#### Task
Look through the data that follows and copy each line with the string "jersey".

Top of Information given

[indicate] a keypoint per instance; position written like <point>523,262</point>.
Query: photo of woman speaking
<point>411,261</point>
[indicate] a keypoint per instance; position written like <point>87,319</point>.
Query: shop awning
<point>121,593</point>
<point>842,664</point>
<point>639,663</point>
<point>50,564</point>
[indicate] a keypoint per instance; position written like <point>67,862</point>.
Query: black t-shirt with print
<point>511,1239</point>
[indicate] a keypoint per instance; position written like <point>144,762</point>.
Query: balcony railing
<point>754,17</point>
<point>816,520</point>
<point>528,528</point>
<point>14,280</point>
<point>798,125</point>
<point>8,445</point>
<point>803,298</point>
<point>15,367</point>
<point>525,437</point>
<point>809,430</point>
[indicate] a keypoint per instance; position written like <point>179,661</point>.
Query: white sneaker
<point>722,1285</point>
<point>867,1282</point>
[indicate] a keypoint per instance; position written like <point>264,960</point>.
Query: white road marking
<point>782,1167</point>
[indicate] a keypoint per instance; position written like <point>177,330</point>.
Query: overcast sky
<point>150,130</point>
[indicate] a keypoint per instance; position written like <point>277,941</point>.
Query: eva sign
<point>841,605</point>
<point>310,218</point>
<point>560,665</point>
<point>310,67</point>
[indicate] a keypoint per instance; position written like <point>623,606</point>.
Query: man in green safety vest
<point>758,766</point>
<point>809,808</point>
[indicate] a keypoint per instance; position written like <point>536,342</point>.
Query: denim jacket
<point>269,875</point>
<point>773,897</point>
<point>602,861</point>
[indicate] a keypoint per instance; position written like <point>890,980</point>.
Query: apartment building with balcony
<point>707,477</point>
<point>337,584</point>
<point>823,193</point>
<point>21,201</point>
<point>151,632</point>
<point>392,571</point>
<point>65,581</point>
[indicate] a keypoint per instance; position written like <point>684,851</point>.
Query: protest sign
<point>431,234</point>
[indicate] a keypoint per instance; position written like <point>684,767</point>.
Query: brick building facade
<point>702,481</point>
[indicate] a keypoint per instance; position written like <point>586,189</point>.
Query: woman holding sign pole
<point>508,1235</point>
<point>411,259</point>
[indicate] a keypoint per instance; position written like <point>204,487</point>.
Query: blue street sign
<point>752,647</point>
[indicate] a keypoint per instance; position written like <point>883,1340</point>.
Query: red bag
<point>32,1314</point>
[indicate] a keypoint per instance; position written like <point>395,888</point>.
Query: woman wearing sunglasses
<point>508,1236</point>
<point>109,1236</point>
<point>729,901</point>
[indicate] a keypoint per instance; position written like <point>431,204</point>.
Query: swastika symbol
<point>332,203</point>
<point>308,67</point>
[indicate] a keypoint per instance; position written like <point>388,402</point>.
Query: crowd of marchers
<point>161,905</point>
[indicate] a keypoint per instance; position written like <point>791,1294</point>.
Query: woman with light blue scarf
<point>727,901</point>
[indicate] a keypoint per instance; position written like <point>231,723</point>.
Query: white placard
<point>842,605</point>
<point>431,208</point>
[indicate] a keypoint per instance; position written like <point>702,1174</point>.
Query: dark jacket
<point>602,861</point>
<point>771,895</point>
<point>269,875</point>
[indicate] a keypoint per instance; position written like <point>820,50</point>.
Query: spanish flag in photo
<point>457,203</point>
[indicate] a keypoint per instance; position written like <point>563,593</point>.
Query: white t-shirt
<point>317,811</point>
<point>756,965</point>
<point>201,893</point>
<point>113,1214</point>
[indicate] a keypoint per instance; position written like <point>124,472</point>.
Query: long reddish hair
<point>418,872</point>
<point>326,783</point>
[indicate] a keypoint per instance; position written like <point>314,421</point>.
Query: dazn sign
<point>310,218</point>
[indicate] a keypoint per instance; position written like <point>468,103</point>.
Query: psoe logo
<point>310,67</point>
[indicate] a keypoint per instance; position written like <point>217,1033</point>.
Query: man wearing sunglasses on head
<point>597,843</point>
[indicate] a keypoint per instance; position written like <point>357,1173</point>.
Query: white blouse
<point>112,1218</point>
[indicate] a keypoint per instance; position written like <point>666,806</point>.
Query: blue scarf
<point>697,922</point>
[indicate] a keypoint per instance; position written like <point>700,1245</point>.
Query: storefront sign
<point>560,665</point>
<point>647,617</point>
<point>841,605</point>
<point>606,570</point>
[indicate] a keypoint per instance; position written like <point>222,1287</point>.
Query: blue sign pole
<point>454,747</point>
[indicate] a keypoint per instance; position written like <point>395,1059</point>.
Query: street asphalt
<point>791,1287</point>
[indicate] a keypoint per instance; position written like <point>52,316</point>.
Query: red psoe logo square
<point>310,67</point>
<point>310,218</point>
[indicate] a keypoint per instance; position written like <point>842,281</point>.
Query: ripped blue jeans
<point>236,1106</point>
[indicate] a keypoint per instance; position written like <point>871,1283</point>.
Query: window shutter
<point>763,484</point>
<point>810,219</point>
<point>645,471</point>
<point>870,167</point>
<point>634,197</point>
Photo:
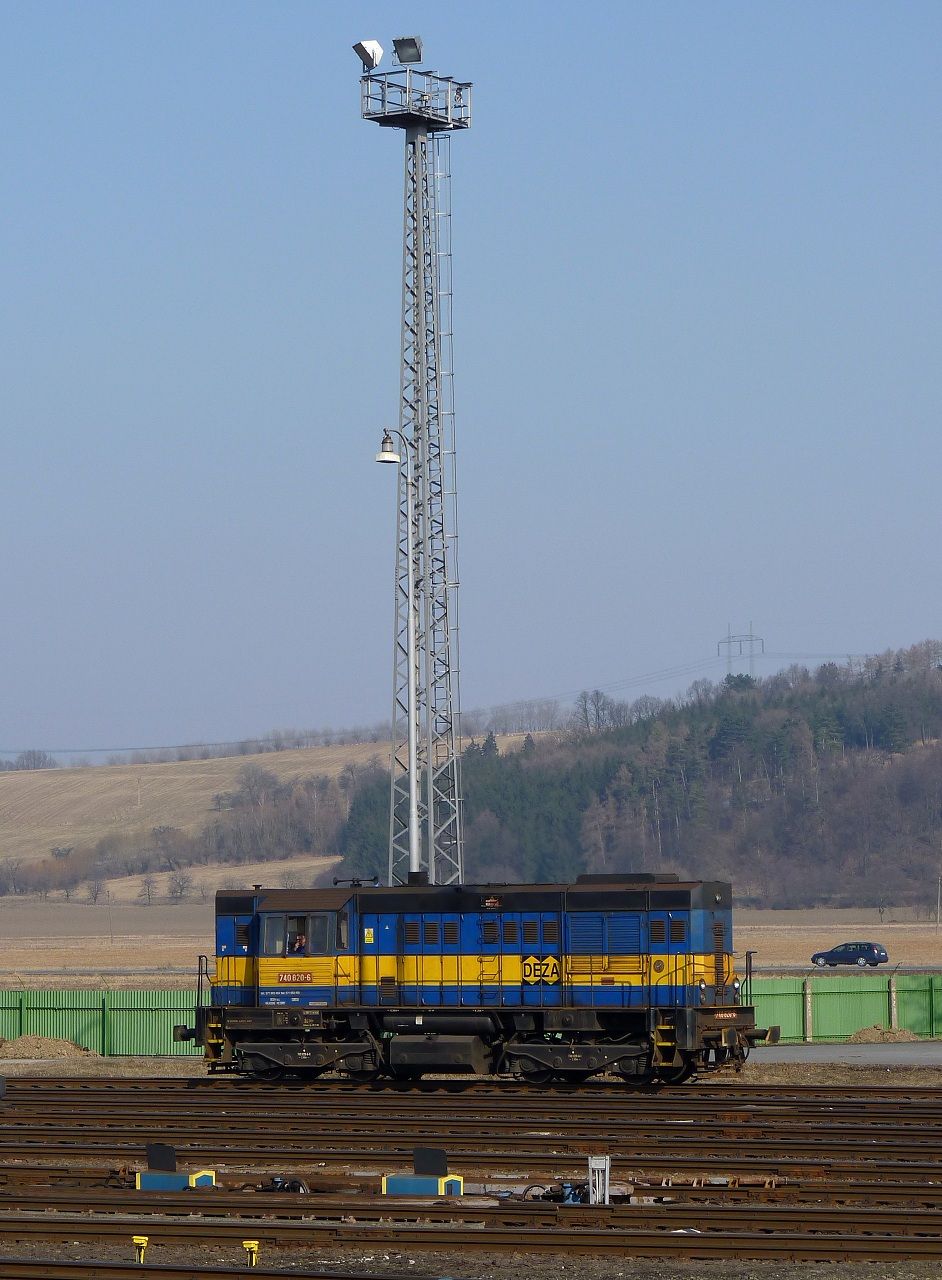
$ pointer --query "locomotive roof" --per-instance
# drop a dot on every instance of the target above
(625, 891)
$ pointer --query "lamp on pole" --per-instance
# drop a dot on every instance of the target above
(388, 455)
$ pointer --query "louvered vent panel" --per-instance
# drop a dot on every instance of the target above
(719, 956)
(625, 935)
(585, 933)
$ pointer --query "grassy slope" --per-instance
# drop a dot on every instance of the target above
(77, 807)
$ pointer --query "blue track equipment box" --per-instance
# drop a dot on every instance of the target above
(163, 1180)
(423, 1184)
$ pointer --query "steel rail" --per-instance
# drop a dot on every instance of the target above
(324, 1089)
(251, 1142)
(630, 1243)
(62, 1269)
(571, 1111)
(928, 1194)
(521, 1164)
(641, 1215)
(486, 1128)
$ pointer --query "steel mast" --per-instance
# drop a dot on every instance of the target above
(428, 108)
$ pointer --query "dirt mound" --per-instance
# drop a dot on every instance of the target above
(881, 1036)
(42, 1046)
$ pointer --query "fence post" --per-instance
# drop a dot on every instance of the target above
(809, 1014)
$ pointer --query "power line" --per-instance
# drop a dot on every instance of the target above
(649, 677)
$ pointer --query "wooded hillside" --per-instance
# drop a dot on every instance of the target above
(804, 787)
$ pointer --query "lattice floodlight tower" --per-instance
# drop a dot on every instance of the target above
(425, 808)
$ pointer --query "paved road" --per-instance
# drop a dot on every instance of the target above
(900, 1054)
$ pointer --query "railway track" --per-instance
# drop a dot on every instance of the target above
(47, 1269)
(844, 1244)
(704, 1173)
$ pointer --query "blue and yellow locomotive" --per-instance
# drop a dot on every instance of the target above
(625, 974)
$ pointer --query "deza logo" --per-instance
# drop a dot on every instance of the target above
(540, 969)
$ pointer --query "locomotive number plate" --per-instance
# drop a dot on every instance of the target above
(540, 969)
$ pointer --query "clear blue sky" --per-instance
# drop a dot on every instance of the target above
(698, 300)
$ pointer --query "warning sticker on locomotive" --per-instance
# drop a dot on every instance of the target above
(540, 969)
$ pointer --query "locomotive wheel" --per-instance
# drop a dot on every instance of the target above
(677, 1074)
(534, 1074)
(270, 1073)
(571, 1077)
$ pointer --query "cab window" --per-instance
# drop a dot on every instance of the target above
(319, 933)
(273, 935)
(296, 940)
(342, 931)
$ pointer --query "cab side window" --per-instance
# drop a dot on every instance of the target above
(296, 938)
(319, 933)
(273, 935)
(342, 931)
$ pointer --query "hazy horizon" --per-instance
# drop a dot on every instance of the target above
(696, 301)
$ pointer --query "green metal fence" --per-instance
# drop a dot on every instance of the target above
(106, 1022)
(832, 1009)
(140, 1023)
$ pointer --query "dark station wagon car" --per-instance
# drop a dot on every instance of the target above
(851, 952)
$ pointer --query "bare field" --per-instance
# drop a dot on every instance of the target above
(42, 808)
(206, 878)
(77, 807)
(789, 938)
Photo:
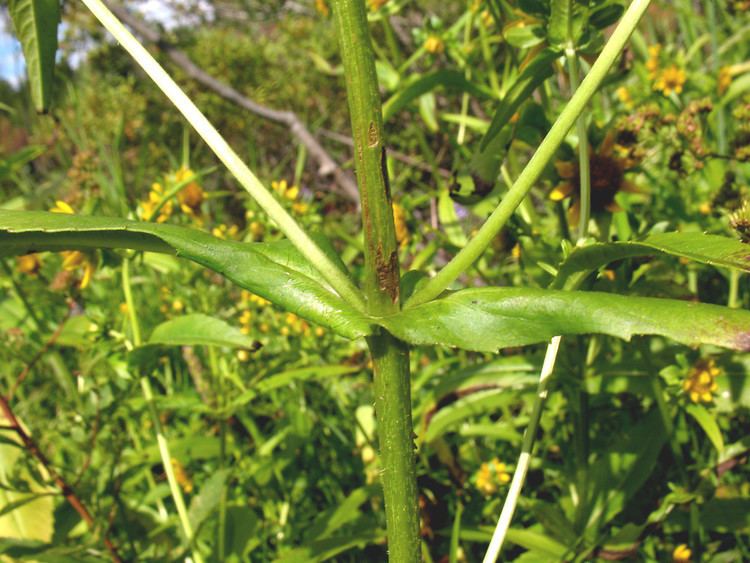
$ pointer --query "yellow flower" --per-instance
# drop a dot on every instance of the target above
(624, 96)
(284, 190)
(681, 554)
(700, 384)
(490, 476)
(192, 195)
(223, 232)
(607, 176)
(181, 476)
(724, 80)
(434, 45)
(247, 296)
(29, 264)
(246, 319)
(62, 207)
(652, 64)
(670, 80)
(322, 7)
(399, 221)
(256, 229)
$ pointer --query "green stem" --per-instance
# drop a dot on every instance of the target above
(584, 163)
(390, 357)
(734, 289)
(721, 122)
(161, 439)
(476, 246)
(286, 223)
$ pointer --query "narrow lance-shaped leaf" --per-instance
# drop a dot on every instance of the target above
(199, 330)
(707, 249)
(421, 85)
(485, 164)
(250, 266)
(35, 25)
(488, 319)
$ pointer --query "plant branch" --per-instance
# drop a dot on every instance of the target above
(327, 166)
(161, 438)
(477, 245)
(390, 357)
(70, 494)
(527, 448)
(286, 223)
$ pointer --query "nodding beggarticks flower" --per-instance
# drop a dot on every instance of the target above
(285, 190)
(607, 176)
(322, 7)
(434, 44)
(181, 476)
(375, 5)
(670, 80)
(700, 384)
(75, 259)
(491, 476)
(192, 195)
(223, 232)
(682, 554)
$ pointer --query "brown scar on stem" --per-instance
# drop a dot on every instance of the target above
(373, 137)
(387, 272)
(742, 341)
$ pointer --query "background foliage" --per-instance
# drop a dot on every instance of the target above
(273, 426)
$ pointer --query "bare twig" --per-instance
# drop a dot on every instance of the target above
(43, 350)
(401, 157)
(327, 166)
(63, 485)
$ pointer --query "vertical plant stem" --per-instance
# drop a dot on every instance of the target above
(390, 357)
(734, 289)
(584, 167)
(477, 245)
(286, 223)
(161, 439)
(522, 467)
(721, 121)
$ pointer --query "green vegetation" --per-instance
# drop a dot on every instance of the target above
(525, 337)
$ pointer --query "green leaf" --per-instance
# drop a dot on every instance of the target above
(271, 271)
(325, 549)
(35, 25)
(422, 84)
(485, 164)
(708, 422)
(487, 319)
(197, 330)
(707, 249)
(332, 520)
(206, 501)
(558, 28)
(24, 515)
(618, 474)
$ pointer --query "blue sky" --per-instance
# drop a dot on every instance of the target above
(12, 66)
(11, 57)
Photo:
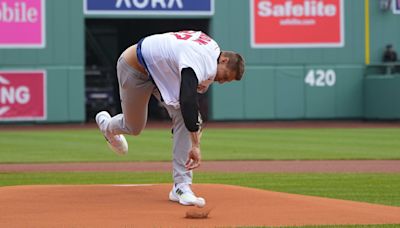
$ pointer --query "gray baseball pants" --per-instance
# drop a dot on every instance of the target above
(135, 90)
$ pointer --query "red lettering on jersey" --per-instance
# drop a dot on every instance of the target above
(185, 35)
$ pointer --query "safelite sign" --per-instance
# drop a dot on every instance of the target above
(22, 23)
(297, 23)
(22, 95)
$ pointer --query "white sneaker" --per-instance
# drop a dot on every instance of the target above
(117, 143)
(183, 194)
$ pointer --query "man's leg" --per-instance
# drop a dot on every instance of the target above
(181, 147)
(135, 91)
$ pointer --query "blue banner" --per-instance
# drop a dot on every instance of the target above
(146, 7)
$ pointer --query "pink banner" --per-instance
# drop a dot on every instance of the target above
(22, 95)
(22, 23)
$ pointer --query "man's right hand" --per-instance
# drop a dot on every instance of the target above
(194, 158)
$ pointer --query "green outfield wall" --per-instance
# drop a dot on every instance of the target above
(281, 83)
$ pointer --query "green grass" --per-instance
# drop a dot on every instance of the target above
(373, 188)
(88, 145)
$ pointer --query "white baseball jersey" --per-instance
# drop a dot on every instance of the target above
(167, 54)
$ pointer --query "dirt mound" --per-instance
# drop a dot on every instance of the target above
(148, 206)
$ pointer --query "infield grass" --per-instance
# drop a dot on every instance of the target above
(88, 145)
(373, 188)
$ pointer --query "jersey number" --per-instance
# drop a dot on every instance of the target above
(186, 35)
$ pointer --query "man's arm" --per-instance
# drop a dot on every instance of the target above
(190, 112)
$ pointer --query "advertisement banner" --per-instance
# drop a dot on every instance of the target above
(149, 7)
(396, 6)
(22, 95)
(297, 23)
(22, 23)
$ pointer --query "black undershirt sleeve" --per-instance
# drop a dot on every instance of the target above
(188, 99)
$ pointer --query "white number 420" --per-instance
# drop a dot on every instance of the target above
(320, 78)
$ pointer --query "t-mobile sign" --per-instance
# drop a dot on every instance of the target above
(22, 23)
(297, 23)
(22, 95)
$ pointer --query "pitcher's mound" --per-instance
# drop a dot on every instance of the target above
(148, 206)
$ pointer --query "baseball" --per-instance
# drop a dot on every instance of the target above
(201, 202)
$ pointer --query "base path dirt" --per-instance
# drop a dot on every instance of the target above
(148, 206)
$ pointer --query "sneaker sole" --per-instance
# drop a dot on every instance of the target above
(200, 202)
(124, 151)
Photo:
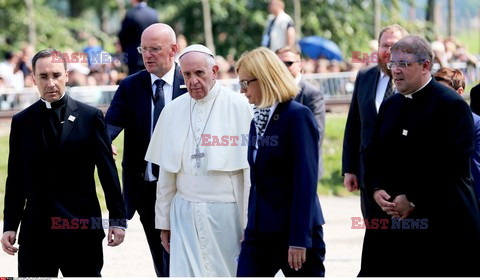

Bottom of Information given

#### Task response
$ pointer --query "red lettering on jersey" --per-instance
$ pointer --query "white baseball jersey" --per-instance
$ pointer --query "jersey number" --per-instance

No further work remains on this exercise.